=== Begin Enclosure ===
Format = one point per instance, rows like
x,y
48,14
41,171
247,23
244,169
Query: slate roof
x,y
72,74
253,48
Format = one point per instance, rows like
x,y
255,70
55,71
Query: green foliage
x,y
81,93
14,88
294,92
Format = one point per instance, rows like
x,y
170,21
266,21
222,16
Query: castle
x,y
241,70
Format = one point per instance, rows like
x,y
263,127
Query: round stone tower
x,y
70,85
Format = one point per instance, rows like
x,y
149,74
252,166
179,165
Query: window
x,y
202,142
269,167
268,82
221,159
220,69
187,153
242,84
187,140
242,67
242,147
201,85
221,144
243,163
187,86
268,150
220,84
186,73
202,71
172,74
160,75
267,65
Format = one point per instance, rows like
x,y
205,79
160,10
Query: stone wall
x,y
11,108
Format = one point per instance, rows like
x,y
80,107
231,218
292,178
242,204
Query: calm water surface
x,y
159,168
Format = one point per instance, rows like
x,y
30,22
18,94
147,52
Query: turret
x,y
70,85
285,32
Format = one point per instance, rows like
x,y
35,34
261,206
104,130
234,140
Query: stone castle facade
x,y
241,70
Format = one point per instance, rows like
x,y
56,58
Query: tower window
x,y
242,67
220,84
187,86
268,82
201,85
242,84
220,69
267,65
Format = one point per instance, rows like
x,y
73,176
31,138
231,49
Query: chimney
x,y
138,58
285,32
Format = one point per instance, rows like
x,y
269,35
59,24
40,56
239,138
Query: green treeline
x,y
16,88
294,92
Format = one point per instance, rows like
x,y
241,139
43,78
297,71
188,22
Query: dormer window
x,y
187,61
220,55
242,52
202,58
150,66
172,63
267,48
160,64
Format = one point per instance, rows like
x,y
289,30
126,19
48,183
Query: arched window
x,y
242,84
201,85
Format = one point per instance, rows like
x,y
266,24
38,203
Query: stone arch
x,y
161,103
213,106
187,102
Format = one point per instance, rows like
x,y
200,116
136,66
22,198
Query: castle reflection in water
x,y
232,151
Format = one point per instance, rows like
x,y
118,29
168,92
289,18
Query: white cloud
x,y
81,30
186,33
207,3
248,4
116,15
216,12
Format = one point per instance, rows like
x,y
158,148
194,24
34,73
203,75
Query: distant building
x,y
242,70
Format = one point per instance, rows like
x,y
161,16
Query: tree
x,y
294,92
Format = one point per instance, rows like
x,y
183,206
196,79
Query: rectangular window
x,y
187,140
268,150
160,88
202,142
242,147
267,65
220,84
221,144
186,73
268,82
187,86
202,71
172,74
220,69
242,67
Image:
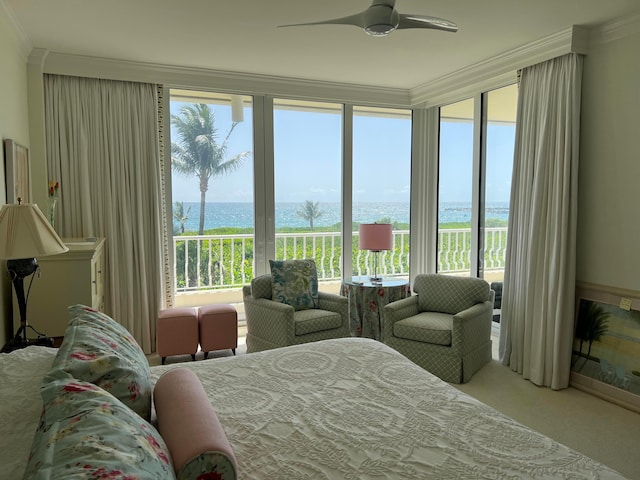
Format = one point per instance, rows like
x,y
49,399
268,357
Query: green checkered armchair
x,y
272,324
445,327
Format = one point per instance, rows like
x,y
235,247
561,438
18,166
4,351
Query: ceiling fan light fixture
x,y
379,30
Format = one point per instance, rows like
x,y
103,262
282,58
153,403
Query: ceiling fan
x,y
381,18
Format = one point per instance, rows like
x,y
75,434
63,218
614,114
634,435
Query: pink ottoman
x,y
218,328
177,332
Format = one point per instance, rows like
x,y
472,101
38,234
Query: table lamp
x,y
376,237
25,234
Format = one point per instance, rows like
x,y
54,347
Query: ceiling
x,y
242,35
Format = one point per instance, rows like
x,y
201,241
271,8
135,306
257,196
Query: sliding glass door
x,y
307,139
381,179
212,207
474,183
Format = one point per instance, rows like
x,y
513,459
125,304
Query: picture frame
x,y
17,172
605,358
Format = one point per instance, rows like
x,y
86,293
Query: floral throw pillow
x,y
295,282
96,349
85,432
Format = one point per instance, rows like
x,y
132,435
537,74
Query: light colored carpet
x,y
601,430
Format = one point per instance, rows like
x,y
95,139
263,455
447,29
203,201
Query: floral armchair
x,y
286,308
445,327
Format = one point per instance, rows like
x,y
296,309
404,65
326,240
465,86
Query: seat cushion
x,y
428,327
315,320
295,282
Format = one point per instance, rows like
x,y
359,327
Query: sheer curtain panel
x,y
536,330
103,147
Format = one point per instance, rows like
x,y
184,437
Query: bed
x,y
346,408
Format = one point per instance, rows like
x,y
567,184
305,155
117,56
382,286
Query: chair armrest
x,y
398,310
335,303
269,320
472,327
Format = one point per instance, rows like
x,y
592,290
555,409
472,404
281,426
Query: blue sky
x,y
308,150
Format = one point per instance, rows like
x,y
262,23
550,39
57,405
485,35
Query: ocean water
x,y
240,215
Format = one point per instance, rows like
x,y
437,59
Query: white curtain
x,y
103,147
536,331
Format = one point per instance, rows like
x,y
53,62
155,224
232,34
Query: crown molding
x,y
614,30
499,70
23,43
222,81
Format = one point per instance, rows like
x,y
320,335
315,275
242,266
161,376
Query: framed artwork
x,y
17,172
605,359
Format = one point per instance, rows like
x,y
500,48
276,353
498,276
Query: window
x,y
212,190
476,158
307,172
381,179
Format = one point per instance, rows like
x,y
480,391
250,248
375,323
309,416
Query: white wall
x,y
14,124
609,178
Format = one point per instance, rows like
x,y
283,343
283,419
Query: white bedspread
x,y
356,409
348,408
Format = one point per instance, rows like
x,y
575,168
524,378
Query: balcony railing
x,y
226,261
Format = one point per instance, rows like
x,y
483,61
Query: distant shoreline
x,y
236,215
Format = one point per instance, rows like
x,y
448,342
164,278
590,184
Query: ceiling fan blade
x,y
388,3
420,21
356,20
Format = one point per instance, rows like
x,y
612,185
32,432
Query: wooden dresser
x,y
66,279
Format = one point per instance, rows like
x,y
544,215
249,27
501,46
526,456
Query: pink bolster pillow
x,y
190,427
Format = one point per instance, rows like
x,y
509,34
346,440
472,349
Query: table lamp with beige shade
x,y
25,234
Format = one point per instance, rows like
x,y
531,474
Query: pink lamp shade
x,y
376,236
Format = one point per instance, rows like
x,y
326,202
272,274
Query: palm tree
x,y
179,214
310,211
198,151
593,322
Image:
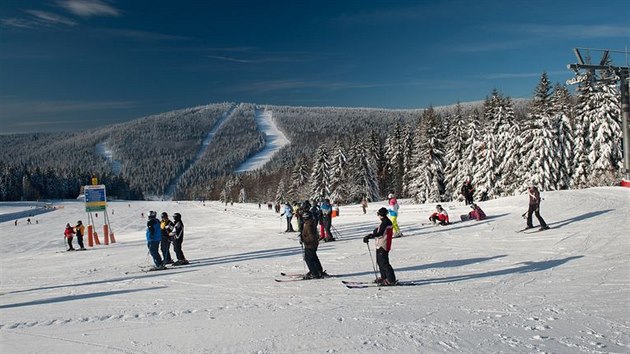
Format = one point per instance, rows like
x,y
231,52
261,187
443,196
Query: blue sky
x,y
76,64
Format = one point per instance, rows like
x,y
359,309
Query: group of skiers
x,y
322,213
160,234
70,232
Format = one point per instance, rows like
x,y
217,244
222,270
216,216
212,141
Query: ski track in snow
x,y
483,288
170,190
274,141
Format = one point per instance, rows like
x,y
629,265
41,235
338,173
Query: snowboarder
x,y
68,234
534,207
326,221
439,216
79,229
468,191
166,226
178,239
393,213
383,235
153,240
310,242
288,213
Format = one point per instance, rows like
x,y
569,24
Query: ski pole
x,y
373,266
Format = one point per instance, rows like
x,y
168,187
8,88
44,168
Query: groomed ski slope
x,y
484,288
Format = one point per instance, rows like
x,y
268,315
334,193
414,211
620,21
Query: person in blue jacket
x,y
154,236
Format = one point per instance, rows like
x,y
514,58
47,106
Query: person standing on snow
x,y
80,231
383,235
393,213
326,221
154,236
534,207
68,233
178,239
310,241
166,226
468,191
288,213
439,216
=== End Enclosure ===
§ PROBLEM TO SOLVE
Output all of the entries verbatim, leaving out any images.

§ FINISHED TASK
Format = one point per instance, rows like
x,y
48,14
41,171
247,23
244,169
Query: slate roof
x,y
72,74
253,48
Format = one point per instance, rows like
x,y
255,70
55,71
Query: green foliage
x,y
81,93
14,88
294,92
Format = one point per instance, rows like
x,y
170,21
266,21
222,16
Query: castle
x,y
241,70
Format = one point per instance, rows like
x,y
263,127
Query: round stone tower
x,y
70,85
Format = one point per instance, rows like
x,y
149,74
252,166
179,165
Query: window
x,y
202,142
269,167
268,82
221,159
220,69
187,153
242,84
187,140
242,67
242,147
201,85
221,144
243,163
187,86
268,150
220,84
186,73
202,71
172,74
160,75
267,65
Format = one point per instance, rows like
x,y
205,79
160,10
Query: stone wall
x,y
11,108
Format = one point per instance, rows like
x,y
80,107
231,218
292,178
242,204
Query: calm water surface
x,y
159,168
Format = one point per instance, rows like
x,y
30,22
18,94
147,52
Query: turret
x,y
70,85
285,32
Format = one point per instance, rows like
x,y
35,34
261,206
104,130
234,140
Query: stone castle facade
x,y
241,70
Format = one point per instance, rows like
x,y
56,58
Query: tower window
x,y
242,67
220,84
187,86
268,82
201,85
242,84
220,69
267,65
Format = one point per instance, rows like
x,y
73,176
31,138
231,49
Query: chimney
x,y
138,58
285,32
Format = one point per instance, rows like
x,y
269,35
59,24
40,56
239,138
Query: green treeline
x,y
16,88
294,92
Format = one point per instance, rows like
x,y
241,139
43,78
297,71
188,22
Query: dormer window
x,y
187,61
220,55
242,52
202,58
150,66
172,63
267,48
160,64
Format = one point per instance, rows like
x,y
289,30
126,19
48,183
Query: arched window
x,y
242,84
201,85
Format = one point per instance, rows like
x,y
266,24
38,203
Query: stone arch
x,y
161,103
213,106
187,102
Format = one point per instance, rows like
x,y
200,116
136,66
22,198
Query: castle reflection in water
x,y
232,151
Format = one point per instance, rows like
x,y
118,29
168,92
289,18
Query: white cloud
x,y
81,30
186,33
207,3
248,4
116,15
216,12
Format = one point per instance, rows like
x,y
158,148
194,24
34,73
203,75
Query: distant building
x,y
242,70
Format = one point per instance, rows like
x,y
161,16
Query: tree
x,y
294,92
Format = one point per instance, rows like
x,y
183,206
196,79
Query: rectangular window
x,y
187,140
268,150
160,88
202,142
242,147
267,65
220,84
221,144
186,73
268,82
187,86
202,71
172,74
220,69
242,67
Image:
Format = one point per instance, rows like
x,y
49,399
268,357
Query: green checkered armchair
x,y
272,324
445,327
Format = one point per instance, rows like
x,y
235,247
561,438
18,166
4,351
Query: ceiling fan light fixture
x,y
379,30
Format = one point per instance, rows like
x,y
103,262
282,58
153,403
Query: ceiling fan
x,y
381,18
Format = one point per instance, rows like
x,y
75,434
63,218
614,114
634,435
Query: pink ottoman
x,y
218,328
177,332
Format = one point per instance, rows like
x,y
472,101
38,234
Query: table lamp
x,y
376,237
25,234
Format = one point per instance, rows like
x,y
54,347
Query: ceiling
x,y
242,35
Format = one point per instance, rows like
x,y
201,241
271,8
135,306
257,196
Query: sliding glass door
x,y
307,139
381,179
212,207
474,183
Format = one point per instance, rows like
x,y
513,459
125,304
Query: picture frame
x,y
17,172
605,358
Format = one point per instance, rows like
x,y
86,293
Query: floral throw pillow
x,y
295,282
96,349
85,432
Format = one point per instance, rows like
x,y
132,435
537,74
Query: light colored carpet
x,y
601,430
Format = one point per instance, rows like
x,y
95,139
263,455
447,29
203,201
Query: floral armchair
x,y
286,308
445,327
Format = one point per instance, rows like
x,y
296,309
404,65
326,240
465,86
Query: seat cushion
x,y
428,327
315,320
295,282
Format = one point per instance, rows like
x,y
359,327
Query: sheer curtain panel
x,y
536,330
103,147
Format = one point per instance, rows like
x,y
184,437
Query: bed
x,y
346,408
Format = one point per instance, rows like
x,y
567,184
305,155
117,56
382,286
Query: chair armrest
x,y
398,310
335,303
269,320
472,327
Format = one point per instance, rows like
x,y
592,290
555,409
472,404
281,426
Query: blue sky
x,y
308,150
Format = one point per instance, rows like
x,y
262,23
550,39
57,405
485,35
Query: ocean water
x,y
240,215
Format = one point per instance, rows like
x,y
437,59
Query: white curtain
x,y
103,147
536,331
Format = one point per instance, rows like
x,y
53,62
155,224
232,34
Query: crown molding
x,y
614,30
499,70
23,43
222,81
Format = one point per instance, rows like
x,y
320,335
315,275
242,266
161,376
Query: framed artwork
x,y
17,172
605,359
Format = one point per instance, rows like
x,y
500,48
276,353
498,276
Query: window
x,y
212,190
476,158
307,172
381,179
Format = one point per instance, rows like
x,y
480,391
250,248
375,323
309,416
Query: white wall
x,y
14,124
609,178
Format = one point per instance, rows like
x,y
283,343
283,419
Query: white bedspread
x,y
356,409
348,408
Format = one point per instance, rows like
x,y
575,168
524,378
Query: balcony railing
x,y
226,261
Format = one point per instance, rows like
x,y
483,61
Query: distant shoreline
x,y
236,215
Format = one point per instance, rows like
x,y
448,342
164,278
590,184
Query: ceiling fan blade
x,y
388,3
420,21
356,20
Format = one point per instance, rows like
x,y
612,185
32,432
Query: wooden dresser
x,y
66,279
Format = one point per instance, rows like
x,y
544,215
249,27
501,46
526,456
Query: pink bolster pillow
x,y
190,427
Format = one point per instance, rows like
x,y
509,34
346,440
472,349
Query: table lamp with beige shade
x,y
25,234
Format = one point per instance, rows like
x,y
531,474
Query: pink lamp shade
x,y
376,236
Format = one point per instance, rows like
x,y
326,202
272,274
Query: palm tree
x,y
179,214
310,211
198,151
593,322
Image:
Format = one point per instance, rows like
x,y
231,52
261,187
443,196
Query: blue sky
x,y
76,64
Format = one point per instance, rows like
x,y
359,309
Query: group of skiers
x,y
322,213
160,234
70,232
Format = one point per instance, rows like
x,y
217,244
222,270
216,216
212,141
Query: ski track in snow
x,y
483,288
170,190
274,141
Format = one point per instance, rows like
x,y
629,265
41,235
338,173
Query: snowboarder
x,y
68,234
534,207
326,221
439,216
79,229
468,191
166,226
178,239
393,213
383,235
153,240
310,242
288,213
Format = one point per instance, rows like
x,y
569,24
Query: ski pole
x,y
373,266
Format = one point per instance, rows like
x,y
168,187
8,88
44,168
Query: groomed ski slope
x,y
484,288
Format = one point per instance, rows like
x,y
268,315
334,193
414,211
620,21
Query: person in blue jacket
x,y
154,236
Format = one point per instance, rows like
x,y
514,58
47,106
Query: person standing on snow
x,y
80,231
383,235
393,213
326,221
154,236
534,207
68,233
178,239
310,241
166,226
468,191
288,213
439,216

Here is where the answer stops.